◆ 提供テキスト

__________________________________________________

原判決中、控訴人と被控訴人有限会社王禅寺不動産、同浅野広三に関する部分を取消す。

被控訴人有限会社王禅寺不動産及び同浅野広三は、控訴人に対し各自、金三〇〇万円及びこれに対する昭和四九年三月二三日から支払ずみまで年五分の割合による金員を支払え。

控訴人の被控訴人小口好弘に対する控訴を棄却する。

控訴人と被控訴人有限会社王禅寺不動産、同浅野広三との間に生じた訴訟費用は、第一、二審とも右被控訴人らの負担とし、控訴人と被控訴人小口好弘間の控訴費用は、控訴人の負担とする。

本判決は、控訴人勝訴の部分にかぎり仮に執行することができる。

事実《省略》

理由

一請求原因(一)の事実は、控訴人と被控訴人小口との間では<証拠>によつてこれを認めることができ、控訴人とその余の被控訴人らとの間では当事者間に争いがない。そして<証拠>によれば、本件土地は、多摩区生田字無人六五三一番の一、六五四一番の内の一部、六四二番の二二の三筆の土地として売買の目的となつたものであることが認められる。

__________________________________________________

◆ 課題 1
エントリのうち「query (the noun phrase to segment): shoreline」を含む行から始まり「POLYGON ((103 79, 255」を含む行で終わる範囲の行だけを、空行を除き、「番号」と「行内容」の二列のMarkdown表にしてください。両端の行も含める。

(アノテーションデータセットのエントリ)

__________________________________________________

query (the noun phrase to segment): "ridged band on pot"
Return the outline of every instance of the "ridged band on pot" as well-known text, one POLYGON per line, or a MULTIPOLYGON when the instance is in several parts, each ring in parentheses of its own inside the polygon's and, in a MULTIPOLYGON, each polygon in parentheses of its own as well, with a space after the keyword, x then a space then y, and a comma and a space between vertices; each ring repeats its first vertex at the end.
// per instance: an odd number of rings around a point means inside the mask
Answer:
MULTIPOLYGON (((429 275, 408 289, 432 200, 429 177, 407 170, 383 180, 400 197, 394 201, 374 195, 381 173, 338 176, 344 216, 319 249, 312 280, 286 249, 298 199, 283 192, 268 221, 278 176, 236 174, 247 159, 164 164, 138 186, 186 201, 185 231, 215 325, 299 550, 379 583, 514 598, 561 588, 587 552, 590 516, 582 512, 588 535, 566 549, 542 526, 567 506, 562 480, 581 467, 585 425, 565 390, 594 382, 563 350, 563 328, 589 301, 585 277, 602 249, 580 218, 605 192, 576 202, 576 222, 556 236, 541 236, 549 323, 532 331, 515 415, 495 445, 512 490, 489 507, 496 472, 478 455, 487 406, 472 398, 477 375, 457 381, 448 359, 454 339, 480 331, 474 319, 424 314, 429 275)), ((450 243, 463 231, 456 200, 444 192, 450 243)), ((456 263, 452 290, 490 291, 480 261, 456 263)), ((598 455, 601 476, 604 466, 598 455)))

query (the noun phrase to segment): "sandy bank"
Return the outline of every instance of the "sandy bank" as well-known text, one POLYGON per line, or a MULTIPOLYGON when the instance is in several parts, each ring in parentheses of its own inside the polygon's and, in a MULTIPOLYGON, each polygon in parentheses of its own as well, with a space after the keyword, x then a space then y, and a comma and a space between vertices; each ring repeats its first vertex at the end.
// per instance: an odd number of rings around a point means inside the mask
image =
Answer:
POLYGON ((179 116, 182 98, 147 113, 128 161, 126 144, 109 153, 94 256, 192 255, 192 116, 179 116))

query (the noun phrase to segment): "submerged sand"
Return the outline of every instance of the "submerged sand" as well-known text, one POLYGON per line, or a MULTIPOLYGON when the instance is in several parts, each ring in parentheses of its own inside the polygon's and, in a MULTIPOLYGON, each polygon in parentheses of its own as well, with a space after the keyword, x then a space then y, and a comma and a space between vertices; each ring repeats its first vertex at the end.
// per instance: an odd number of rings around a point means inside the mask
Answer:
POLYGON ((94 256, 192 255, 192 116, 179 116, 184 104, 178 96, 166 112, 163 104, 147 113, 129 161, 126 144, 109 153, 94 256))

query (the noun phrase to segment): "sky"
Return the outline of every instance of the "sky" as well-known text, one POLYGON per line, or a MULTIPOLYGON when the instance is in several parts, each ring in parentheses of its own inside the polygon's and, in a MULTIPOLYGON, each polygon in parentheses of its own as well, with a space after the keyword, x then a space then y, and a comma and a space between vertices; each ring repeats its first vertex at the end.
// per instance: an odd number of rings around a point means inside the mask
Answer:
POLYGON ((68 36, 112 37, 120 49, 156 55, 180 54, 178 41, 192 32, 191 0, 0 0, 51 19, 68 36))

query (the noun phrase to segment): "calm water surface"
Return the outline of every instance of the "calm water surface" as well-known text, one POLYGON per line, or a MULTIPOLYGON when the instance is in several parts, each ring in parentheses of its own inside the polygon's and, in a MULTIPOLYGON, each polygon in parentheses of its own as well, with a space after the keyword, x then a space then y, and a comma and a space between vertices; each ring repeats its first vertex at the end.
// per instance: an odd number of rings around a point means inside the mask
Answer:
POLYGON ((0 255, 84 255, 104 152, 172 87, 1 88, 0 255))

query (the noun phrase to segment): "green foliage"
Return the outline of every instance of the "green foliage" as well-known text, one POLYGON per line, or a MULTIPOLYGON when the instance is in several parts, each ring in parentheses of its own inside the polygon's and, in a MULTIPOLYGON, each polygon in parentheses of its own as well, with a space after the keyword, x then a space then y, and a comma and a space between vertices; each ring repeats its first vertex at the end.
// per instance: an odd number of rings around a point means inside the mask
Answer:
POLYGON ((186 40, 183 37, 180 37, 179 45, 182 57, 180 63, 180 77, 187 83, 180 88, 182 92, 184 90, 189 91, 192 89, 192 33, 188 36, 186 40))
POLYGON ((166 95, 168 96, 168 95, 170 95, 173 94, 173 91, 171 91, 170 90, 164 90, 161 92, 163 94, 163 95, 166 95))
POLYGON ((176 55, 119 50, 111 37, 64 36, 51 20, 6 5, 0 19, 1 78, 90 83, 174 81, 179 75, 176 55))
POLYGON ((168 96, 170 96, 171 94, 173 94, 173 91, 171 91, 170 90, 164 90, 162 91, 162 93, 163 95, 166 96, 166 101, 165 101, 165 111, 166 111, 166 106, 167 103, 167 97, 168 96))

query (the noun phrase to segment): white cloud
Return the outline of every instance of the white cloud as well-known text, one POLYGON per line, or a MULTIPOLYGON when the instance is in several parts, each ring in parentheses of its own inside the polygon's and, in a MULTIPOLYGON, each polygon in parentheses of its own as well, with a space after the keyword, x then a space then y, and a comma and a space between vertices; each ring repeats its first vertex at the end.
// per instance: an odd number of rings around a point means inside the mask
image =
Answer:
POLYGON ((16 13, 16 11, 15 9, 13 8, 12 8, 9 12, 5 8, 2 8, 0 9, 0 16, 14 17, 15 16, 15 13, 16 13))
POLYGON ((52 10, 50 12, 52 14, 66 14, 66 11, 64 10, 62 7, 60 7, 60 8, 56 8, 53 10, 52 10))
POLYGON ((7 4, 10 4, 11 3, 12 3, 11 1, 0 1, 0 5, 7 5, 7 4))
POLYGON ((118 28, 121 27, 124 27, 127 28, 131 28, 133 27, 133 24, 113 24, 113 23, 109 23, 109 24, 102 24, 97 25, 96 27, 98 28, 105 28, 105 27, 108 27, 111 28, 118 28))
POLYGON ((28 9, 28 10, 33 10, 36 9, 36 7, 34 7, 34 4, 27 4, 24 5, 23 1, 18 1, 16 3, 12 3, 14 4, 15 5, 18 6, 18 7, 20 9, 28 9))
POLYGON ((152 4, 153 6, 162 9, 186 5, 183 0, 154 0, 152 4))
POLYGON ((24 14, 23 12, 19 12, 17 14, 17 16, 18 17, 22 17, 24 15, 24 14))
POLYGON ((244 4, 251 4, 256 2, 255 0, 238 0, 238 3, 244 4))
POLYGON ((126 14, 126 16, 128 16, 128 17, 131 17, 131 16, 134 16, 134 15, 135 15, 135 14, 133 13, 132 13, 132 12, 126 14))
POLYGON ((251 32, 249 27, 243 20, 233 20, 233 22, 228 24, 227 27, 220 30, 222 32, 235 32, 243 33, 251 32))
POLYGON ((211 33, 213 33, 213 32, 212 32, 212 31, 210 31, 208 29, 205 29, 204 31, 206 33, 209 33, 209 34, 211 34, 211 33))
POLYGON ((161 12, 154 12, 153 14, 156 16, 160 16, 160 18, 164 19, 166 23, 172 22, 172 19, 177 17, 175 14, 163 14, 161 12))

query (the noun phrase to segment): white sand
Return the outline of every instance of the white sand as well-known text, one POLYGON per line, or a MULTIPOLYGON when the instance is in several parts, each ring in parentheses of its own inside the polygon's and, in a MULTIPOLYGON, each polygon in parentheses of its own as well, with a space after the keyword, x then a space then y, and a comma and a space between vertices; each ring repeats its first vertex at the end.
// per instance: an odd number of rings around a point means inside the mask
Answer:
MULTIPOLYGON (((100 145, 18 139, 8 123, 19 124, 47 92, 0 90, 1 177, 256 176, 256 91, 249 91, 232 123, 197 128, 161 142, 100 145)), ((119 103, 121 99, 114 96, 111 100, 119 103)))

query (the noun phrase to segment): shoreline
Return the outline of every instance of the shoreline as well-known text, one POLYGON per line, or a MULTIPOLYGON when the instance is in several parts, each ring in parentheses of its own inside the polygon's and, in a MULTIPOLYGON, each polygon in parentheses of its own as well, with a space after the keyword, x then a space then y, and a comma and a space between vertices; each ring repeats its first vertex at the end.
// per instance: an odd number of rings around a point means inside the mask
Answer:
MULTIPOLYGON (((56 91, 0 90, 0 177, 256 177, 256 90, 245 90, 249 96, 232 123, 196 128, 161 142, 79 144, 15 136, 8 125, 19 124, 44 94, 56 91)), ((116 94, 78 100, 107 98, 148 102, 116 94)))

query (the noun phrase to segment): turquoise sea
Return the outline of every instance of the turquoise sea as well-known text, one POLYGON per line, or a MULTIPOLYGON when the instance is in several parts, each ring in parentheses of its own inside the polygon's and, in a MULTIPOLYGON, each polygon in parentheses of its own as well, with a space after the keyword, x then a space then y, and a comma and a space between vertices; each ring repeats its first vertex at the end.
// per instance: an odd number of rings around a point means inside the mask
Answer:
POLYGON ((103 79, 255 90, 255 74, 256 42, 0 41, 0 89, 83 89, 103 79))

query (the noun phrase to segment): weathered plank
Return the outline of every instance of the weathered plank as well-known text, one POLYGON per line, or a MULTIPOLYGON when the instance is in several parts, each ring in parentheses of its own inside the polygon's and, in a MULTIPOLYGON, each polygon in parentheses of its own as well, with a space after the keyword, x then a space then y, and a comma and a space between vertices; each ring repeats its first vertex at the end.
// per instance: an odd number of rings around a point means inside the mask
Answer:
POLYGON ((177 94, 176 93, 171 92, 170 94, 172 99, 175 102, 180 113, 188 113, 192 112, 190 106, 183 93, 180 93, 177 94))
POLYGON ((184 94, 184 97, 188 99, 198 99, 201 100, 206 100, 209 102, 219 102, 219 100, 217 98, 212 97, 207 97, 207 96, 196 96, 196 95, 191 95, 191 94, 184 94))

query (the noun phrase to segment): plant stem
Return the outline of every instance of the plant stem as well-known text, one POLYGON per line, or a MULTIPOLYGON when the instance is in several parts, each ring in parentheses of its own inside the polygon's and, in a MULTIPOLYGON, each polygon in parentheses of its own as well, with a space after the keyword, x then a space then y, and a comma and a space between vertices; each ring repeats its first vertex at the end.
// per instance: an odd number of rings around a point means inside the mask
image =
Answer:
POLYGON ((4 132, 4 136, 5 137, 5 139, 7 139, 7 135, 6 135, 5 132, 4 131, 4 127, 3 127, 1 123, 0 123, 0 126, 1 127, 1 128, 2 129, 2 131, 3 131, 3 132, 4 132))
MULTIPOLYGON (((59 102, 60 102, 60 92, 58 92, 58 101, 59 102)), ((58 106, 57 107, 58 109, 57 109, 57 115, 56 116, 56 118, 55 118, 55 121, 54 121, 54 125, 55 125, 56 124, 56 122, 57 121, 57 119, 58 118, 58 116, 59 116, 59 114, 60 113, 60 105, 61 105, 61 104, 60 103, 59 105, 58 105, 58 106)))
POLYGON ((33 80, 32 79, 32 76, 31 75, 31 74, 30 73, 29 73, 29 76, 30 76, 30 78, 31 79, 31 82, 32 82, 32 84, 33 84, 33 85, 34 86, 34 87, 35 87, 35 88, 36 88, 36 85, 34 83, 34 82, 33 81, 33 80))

__________________________________________________

◆ 課題 2
判決文では、被控訴人らが支払う金三〇〇万円に対する年五分の割合による金員は、いつから起算するとされているか。

◆ 解答 1
| 番号 | 行内容 |
|---|---|
| 1 | query (the noun phrase to segment): shoreline |
| 2 | Return the outline of every instance of the shoreline as well-known text, one POLYGON per line, or a MULTIPOLYGON when the instance is in several parts, each ring in parentheses of its own inside the polygon's and, in a MULTIPOLYGON, each polygon in parentheses of its own as well, with a space after the keyword, x then a space then y, and a comma and a space between vertices; each ring repeats its first vertex at the end. |
| 3 | // per instance: an odd number of rings around a point means inside the mask |
| 4 | Answer: |
| 5 | MULTIPOLYGON (((56 91, 0 90, 0 177, 256 177, 256 90, 245 90, 249 96, 232 123, 196 128, 161 142, 79 144, 15 136, 8 125, 19 124, 44 94, 56 91)), ((116 94, 78 100, 107 98, 148 102, 116 94))) |
| 6 | query (the noun phrase to segment): turquoise sea |
| 7 | Return the outline of every instance of the turquoise sea as well-known text, one POLYGON per line, or a MULTIPOLYGON when the instance is in several parts, each ring in parentheses of its own inside the polygon's and, in a MULTIPOLYGON, each polygon in parentheses of its own as well, with a space after the keyword, x then a space then y, and a comma and a space between vertices; each ring repeats its first vertex at the end. |
| 8 | // per instance: an odd number of rings around a point means inside the mask |
| 9 | Answer: |
| 10 | POLYGON ((103 79, 255 90, 255 74, 256 42, 0 41, 0 89, 83 89, 103 79)) |

◆ 解答 2
昭和四九年三月二三日から支払ずみまでである。